--- Start ---

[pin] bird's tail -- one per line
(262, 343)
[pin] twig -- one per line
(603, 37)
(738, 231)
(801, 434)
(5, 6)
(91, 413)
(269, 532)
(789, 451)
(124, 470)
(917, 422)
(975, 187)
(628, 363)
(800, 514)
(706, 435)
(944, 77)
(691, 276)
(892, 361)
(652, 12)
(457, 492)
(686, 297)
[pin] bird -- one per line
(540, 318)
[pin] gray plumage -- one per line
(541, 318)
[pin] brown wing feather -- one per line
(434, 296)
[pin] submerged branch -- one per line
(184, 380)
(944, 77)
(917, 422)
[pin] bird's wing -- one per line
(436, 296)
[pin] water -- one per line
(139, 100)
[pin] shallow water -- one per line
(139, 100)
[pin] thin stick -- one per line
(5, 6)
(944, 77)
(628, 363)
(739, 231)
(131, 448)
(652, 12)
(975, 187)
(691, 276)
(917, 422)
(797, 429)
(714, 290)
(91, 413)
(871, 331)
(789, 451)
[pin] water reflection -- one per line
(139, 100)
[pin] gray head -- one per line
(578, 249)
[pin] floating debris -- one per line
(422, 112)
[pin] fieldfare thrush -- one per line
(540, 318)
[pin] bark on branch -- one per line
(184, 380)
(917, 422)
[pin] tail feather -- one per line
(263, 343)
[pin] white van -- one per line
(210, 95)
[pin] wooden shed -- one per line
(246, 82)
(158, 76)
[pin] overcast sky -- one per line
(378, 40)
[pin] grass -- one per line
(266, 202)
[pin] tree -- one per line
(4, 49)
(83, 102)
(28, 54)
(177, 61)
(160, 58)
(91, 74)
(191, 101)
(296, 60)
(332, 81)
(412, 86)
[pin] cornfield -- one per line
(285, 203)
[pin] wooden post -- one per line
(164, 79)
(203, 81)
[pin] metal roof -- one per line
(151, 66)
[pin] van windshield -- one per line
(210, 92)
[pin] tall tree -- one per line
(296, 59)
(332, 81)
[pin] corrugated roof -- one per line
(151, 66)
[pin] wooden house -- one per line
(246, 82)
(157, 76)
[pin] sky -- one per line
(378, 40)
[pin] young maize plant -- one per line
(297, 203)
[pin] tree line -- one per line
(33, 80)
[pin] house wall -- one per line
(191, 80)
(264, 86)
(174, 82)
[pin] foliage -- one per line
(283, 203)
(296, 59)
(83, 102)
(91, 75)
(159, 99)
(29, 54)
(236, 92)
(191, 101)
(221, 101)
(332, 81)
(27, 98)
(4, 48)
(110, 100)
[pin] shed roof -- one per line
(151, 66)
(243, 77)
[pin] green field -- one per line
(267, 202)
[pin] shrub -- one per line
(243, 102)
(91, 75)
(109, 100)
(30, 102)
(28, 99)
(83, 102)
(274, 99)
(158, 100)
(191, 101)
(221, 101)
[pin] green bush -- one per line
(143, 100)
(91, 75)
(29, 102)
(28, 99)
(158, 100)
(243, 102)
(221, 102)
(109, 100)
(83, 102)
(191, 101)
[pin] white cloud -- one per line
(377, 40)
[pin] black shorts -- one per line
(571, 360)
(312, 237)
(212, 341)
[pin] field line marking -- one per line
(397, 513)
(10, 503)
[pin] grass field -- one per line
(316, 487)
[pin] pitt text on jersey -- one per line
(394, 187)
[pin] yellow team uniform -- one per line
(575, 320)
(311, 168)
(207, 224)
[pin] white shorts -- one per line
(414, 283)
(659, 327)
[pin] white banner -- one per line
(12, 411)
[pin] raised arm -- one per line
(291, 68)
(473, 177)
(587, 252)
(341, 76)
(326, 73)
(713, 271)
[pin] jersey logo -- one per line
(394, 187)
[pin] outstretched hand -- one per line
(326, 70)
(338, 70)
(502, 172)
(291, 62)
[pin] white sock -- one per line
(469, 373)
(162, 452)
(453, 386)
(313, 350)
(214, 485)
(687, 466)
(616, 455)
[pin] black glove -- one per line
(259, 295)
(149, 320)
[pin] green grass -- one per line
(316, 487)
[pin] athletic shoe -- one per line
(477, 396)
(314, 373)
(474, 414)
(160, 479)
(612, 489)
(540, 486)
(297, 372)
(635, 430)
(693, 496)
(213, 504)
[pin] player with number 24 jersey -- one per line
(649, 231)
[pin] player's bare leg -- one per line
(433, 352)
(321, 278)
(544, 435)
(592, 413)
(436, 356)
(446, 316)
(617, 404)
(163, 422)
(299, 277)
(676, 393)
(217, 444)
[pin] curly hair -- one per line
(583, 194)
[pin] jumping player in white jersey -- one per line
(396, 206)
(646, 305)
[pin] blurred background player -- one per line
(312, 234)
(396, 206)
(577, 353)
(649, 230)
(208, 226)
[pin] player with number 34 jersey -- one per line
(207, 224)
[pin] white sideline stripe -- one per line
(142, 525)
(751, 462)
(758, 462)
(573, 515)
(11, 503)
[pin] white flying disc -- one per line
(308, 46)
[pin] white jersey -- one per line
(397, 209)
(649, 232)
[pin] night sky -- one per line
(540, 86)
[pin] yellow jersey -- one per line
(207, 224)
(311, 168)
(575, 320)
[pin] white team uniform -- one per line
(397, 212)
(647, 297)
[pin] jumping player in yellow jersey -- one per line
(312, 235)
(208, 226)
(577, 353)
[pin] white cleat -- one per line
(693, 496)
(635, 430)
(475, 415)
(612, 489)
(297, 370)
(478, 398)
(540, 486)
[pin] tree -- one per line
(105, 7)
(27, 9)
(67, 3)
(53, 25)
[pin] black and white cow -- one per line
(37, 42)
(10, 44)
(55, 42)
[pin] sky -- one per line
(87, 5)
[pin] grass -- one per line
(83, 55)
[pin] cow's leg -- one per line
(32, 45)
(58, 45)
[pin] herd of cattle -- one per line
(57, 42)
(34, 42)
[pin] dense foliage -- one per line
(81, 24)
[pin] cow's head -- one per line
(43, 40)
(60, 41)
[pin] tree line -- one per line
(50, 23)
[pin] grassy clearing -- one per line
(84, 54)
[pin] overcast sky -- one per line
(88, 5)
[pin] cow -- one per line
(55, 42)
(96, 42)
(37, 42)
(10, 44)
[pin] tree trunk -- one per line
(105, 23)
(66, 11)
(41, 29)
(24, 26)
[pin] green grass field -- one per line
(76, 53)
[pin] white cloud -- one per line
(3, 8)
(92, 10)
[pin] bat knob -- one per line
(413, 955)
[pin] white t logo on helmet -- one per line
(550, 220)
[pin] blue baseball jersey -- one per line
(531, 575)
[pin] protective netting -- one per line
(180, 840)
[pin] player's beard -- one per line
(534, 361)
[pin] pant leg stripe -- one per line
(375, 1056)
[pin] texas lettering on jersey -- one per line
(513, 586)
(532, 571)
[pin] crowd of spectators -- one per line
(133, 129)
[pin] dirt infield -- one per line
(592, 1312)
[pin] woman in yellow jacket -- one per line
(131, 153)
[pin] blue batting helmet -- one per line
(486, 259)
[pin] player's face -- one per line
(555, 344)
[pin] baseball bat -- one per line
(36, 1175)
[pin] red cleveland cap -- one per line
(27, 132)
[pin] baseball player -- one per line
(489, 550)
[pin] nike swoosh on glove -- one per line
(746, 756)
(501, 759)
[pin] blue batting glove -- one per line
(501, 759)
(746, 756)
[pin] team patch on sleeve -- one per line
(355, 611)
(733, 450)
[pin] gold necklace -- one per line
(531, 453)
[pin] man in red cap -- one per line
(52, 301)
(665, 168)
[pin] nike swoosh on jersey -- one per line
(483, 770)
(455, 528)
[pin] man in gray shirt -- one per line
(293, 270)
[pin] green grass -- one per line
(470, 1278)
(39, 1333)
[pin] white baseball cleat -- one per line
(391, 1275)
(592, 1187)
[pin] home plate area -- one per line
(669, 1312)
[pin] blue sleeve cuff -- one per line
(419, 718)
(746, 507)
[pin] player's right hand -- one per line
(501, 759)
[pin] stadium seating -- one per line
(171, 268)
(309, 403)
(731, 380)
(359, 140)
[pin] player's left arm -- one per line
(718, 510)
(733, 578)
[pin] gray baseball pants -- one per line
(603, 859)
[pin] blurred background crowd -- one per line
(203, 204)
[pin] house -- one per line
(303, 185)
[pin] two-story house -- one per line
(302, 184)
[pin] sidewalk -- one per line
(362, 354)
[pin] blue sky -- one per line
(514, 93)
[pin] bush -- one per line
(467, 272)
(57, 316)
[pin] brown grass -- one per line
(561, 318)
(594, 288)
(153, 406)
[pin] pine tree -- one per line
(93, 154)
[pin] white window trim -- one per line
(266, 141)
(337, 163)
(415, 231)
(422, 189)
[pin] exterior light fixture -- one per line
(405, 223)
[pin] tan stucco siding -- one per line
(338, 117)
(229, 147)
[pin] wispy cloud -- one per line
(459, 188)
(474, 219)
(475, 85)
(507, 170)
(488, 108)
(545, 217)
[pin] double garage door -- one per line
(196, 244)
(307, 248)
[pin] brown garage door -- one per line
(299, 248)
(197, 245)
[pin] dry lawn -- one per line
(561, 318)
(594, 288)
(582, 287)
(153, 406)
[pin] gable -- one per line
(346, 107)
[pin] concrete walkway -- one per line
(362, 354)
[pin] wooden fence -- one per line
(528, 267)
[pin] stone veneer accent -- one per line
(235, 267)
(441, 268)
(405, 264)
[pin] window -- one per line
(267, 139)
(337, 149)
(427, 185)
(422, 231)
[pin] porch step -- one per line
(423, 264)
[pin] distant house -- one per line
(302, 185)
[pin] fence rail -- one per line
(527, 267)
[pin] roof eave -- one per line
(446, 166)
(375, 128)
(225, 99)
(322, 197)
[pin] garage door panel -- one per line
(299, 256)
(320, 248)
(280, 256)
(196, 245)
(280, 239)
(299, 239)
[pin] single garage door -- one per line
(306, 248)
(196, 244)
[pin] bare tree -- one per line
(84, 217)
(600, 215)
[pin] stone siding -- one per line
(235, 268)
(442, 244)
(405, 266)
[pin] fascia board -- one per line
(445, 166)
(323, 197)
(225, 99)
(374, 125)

--- End ---

Exercise requirements: Everything from the line that contains "[pin] gray baseball pants -- one per line" through the end of the records must be duplicated exactly, and nothing outside that range.

Exercise solution:
[pin] gray baseball pants -- one per line
(603, 859)
[pin] blurred background crowd -- one per line
(203, 204)
[pin] house -- one per line
(303, 185)
[pin] two-story house -- one per line
(302, 184)
[pin] sidewalk -- one per line
(362, 354)
[pin] blue sky -- one per line
(514, 93)
[pin] bush -- one per line
(467, 272)
(57, 316)
[pin] brown grass -- one per line
(561, 318)
(594, 288)
(153, 406)
[pin] pine tree -- one per line
(93, 154)
[pin] white window trim -- one per line
(266, 141)
(337, 163)
(415, 231)
(422, 189)
[pin] exterior light fixture -- one per line
(405, 223)
[pin] tan stucco siding -- one per line
(338, 117)
(229, 147)
[pin] wispy cloud -- one per line
(459, 188)
(474, 219)
(475, 85)
(507, 170)
(488, 108)
(545, 217)
[pin] double garage door -- one per line
(196, 244)
(307, 248)
[pin] brown garage door -- one per line
(299, 248)
(197, 245)
[pin] dry lawn -- one per line
(561, 318)
(594, 288)
(582, 287)
(153, 406)
[pin] gable -- one per line
(346, 107)
[pin] concrete walkway -- one per line
(362, 354)
[pin] wooden fence -- one per line
(528, 267)
[pin] stone veneer accent -- one per line
(235, 267)
(441, 268)
(405, 264)
[pin] window -- one per line
(267, 139)
(337, 149)
(427, 185)
(422, 231)
[pin] porch step -- one per line
(423, 264)
[pin] distant house -- one per line
(302, 185)
[pin] fence rail -- one per line
(527, 267)
[pin] roof eave -- one per line
(446, 166)
(375, 128)
(225, 99)
(322, 197)
[pin] garage door panel -- one per line
(299, 256)
(320, 248)
(280, 256)
(196, 245)
(280, 239)
(299, 239)
[pin] single garage door -- one per line
(306, 248)
(196, 244)
[pin] bare tree -- one per line
(84, 217)
(600, 215)
[pin] stone siding -- one per line
(235, 268)
(442, 244)
(405, 266)
[pin] fascia board -- one per line
(445, 166)
(323, 197)
(225, 99)
(374, 125)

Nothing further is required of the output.